[Image point grounding data]
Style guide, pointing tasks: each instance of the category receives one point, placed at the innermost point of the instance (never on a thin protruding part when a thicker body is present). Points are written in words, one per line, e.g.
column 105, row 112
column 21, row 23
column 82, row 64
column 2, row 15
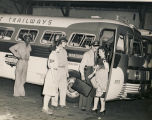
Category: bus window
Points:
column 51, row 36
column 6, row 33
column 120, row 44
column 81, row 40
column 32, row 32
column 136, row 49
column 107, row 39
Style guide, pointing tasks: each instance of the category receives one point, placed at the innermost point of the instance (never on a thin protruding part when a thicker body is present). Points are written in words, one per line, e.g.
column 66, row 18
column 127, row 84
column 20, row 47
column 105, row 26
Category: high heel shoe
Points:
column 102, row 113
column 94, row 111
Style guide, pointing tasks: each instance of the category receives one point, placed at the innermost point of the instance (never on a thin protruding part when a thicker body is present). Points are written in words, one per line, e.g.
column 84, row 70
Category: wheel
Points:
column 72, row 95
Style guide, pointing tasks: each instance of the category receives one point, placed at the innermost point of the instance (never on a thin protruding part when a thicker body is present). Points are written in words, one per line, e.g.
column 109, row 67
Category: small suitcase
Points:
column 82, row 87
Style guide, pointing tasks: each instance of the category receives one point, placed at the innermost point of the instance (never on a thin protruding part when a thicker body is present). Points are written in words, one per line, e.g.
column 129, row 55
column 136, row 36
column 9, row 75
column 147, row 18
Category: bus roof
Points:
column 51, row 21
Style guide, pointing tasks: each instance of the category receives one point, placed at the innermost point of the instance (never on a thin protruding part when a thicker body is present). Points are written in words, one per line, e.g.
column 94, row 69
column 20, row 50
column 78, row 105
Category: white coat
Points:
column 50, row 83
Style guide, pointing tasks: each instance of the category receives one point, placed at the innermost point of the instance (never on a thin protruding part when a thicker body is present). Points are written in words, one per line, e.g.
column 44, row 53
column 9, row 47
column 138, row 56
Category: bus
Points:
column 123, row 41
column 147, row 50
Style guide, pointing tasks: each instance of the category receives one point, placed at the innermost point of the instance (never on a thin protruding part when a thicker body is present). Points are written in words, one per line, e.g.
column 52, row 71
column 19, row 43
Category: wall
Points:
column 7, row 6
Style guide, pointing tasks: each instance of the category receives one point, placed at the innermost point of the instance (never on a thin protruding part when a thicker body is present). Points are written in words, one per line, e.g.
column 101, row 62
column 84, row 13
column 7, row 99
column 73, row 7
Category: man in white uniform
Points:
column 62, row 72
column 86, row 68
column 22, row 52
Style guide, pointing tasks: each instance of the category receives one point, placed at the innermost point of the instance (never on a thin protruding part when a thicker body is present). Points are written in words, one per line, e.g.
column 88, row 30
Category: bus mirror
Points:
column 116, row 61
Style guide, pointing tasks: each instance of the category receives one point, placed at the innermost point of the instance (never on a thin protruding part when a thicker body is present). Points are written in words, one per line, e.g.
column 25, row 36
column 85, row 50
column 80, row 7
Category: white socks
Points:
column 46, row 102
column 102, row 104
column 96, row 100
column 95, row 106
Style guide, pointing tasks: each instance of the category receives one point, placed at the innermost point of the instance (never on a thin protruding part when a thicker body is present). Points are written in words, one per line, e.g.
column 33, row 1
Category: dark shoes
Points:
column 102, row 113
column 49, row 111
column 83, row 109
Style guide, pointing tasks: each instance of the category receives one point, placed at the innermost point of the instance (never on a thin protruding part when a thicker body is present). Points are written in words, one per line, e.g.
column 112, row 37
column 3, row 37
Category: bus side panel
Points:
column 118, row 77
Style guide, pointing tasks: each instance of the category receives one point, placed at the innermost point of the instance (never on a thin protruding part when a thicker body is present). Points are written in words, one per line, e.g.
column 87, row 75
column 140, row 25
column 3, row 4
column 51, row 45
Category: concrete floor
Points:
column 29, row 107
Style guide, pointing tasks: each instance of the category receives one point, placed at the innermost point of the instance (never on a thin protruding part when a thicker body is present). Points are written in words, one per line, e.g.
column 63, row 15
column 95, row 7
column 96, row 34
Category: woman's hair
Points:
column 105, row 50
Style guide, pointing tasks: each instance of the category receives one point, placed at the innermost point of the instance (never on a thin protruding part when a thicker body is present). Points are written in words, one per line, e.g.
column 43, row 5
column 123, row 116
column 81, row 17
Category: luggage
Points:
column 82, row 87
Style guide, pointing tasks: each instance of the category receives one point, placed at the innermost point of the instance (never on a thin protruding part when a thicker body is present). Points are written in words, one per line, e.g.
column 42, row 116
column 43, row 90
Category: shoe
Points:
column 102, row 113
column 94, row 110
column 83, row 109
column 49, row 111
column 63, row 106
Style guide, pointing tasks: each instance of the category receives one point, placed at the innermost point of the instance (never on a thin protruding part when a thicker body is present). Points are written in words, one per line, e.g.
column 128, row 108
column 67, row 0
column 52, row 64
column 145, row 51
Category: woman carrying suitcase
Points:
column 100, row 78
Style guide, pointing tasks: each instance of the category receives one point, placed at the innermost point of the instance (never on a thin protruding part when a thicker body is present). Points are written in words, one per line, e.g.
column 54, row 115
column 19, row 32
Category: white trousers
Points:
column 62, row 88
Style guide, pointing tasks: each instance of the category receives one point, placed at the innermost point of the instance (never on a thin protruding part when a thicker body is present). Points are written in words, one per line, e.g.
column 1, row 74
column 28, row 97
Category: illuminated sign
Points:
column 26, row 20
column 73, row 55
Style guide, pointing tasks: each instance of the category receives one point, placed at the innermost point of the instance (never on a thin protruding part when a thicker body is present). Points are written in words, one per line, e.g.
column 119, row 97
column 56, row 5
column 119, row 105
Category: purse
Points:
column 82, row 87
column 94, row 82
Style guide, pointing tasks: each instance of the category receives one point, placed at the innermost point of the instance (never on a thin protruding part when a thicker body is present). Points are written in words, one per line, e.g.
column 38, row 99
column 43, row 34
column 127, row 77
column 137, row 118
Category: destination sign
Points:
column 26, row 20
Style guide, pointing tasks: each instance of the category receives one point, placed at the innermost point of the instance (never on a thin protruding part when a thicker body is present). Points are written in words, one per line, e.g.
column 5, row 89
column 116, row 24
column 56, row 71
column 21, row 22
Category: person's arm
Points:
column 106, row 65
column 14, row 50
column 82, row 66
column 51, row 61
column 66, row 67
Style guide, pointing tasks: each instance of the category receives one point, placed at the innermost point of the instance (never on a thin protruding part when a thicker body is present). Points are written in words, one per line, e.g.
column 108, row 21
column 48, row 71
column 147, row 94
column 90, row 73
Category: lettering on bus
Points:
column 29, row 21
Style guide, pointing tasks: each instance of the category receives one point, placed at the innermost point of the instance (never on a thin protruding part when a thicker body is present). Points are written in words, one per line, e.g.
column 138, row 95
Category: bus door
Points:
column 136, row 73
column 118, row 64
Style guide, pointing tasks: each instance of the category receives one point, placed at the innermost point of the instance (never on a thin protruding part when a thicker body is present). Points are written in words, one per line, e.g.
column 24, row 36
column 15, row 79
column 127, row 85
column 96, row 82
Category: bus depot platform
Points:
column 29, row 107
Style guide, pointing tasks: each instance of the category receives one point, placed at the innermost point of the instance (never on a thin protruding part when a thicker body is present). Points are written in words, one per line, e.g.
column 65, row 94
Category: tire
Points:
column 72, row 95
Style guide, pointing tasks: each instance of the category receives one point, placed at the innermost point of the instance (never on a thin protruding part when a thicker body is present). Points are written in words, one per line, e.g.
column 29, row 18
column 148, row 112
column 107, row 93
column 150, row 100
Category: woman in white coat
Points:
column 50, row 85
column 100, row 79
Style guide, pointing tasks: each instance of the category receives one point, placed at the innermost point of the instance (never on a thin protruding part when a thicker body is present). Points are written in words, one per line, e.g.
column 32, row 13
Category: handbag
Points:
column 82, row 87
column 94, row 82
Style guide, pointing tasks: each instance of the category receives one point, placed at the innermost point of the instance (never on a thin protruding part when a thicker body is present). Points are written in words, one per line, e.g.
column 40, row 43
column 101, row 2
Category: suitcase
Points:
column 82, row 87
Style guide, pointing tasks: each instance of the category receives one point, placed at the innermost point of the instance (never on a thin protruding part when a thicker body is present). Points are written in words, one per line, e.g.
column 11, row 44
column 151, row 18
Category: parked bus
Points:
column 123, row 41
column 147, row 50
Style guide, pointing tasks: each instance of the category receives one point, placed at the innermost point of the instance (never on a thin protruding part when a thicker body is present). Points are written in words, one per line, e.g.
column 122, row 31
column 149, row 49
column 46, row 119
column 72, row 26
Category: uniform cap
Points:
column 95, row 43
column 61, row 39
column 25, row 35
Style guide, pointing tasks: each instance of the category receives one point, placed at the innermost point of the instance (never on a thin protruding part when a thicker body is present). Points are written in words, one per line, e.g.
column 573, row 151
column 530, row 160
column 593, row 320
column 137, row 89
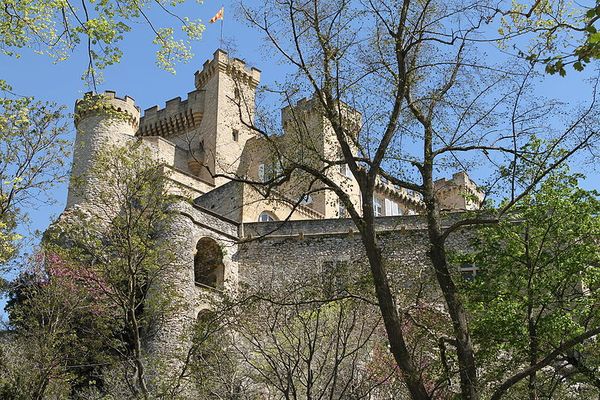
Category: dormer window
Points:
column 266, row 216
column 377, row 207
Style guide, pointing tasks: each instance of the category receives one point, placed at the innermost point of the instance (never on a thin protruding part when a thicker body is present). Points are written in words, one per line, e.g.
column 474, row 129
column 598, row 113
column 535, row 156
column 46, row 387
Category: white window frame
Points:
column 345, row 170
column 377, row 207
column 266, row 216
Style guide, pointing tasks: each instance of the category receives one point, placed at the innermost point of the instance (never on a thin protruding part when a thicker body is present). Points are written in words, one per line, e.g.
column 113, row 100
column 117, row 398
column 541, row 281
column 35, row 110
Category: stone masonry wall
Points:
column 301, row 248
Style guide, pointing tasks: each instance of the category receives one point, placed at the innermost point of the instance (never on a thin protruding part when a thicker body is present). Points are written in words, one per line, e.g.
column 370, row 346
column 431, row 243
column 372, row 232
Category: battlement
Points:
column 107, row 103
column 177, row 117
column 309, row 106
column 233, row 67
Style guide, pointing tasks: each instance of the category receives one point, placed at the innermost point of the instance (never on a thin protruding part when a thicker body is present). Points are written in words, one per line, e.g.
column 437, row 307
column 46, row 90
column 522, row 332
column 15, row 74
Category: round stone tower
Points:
column 100, row 120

• **DESCRIPTION OF THE TASK**
How many lines in the records hold the string "coat"? Reply with the number alone.

• **ANSWER FOR THIS EXERCISE**
2